[Excerpts from point annotation data]
============================================================

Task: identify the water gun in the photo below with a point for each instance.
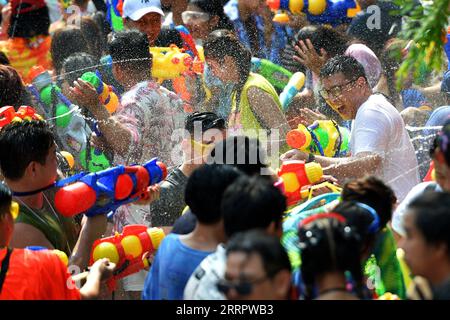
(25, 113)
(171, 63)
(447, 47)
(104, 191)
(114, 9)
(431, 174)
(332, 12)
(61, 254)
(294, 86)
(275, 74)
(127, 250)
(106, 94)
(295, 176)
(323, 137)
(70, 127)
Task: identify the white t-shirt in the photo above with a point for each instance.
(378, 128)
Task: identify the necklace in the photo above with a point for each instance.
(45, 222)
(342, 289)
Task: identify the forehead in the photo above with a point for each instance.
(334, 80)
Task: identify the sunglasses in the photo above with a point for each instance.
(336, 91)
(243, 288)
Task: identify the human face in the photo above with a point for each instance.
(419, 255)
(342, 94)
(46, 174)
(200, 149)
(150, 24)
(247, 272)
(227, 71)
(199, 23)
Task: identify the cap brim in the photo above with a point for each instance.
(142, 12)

============================================================

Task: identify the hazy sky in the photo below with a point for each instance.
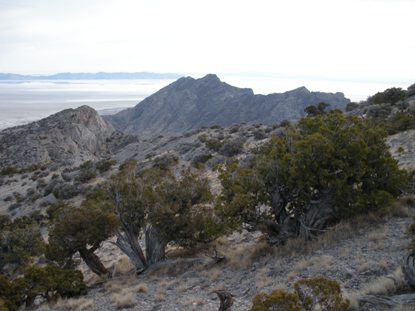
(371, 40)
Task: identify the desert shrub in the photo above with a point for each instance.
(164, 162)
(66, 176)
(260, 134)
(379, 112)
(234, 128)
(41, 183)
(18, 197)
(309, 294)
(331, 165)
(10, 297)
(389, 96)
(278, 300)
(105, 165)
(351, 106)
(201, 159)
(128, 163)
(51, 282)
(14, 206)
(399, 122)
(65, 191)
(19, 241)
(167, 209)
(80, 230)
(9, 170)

============================================================

• **Problem to work on**: Collect every line of the data above that contains the string "below", and copy each one out in full.

• **Solution for this problem**:
Task: identify the water gun in the photo below with a point for each instance.
Task: identify the hazy sky in the photo below with a point for each instance.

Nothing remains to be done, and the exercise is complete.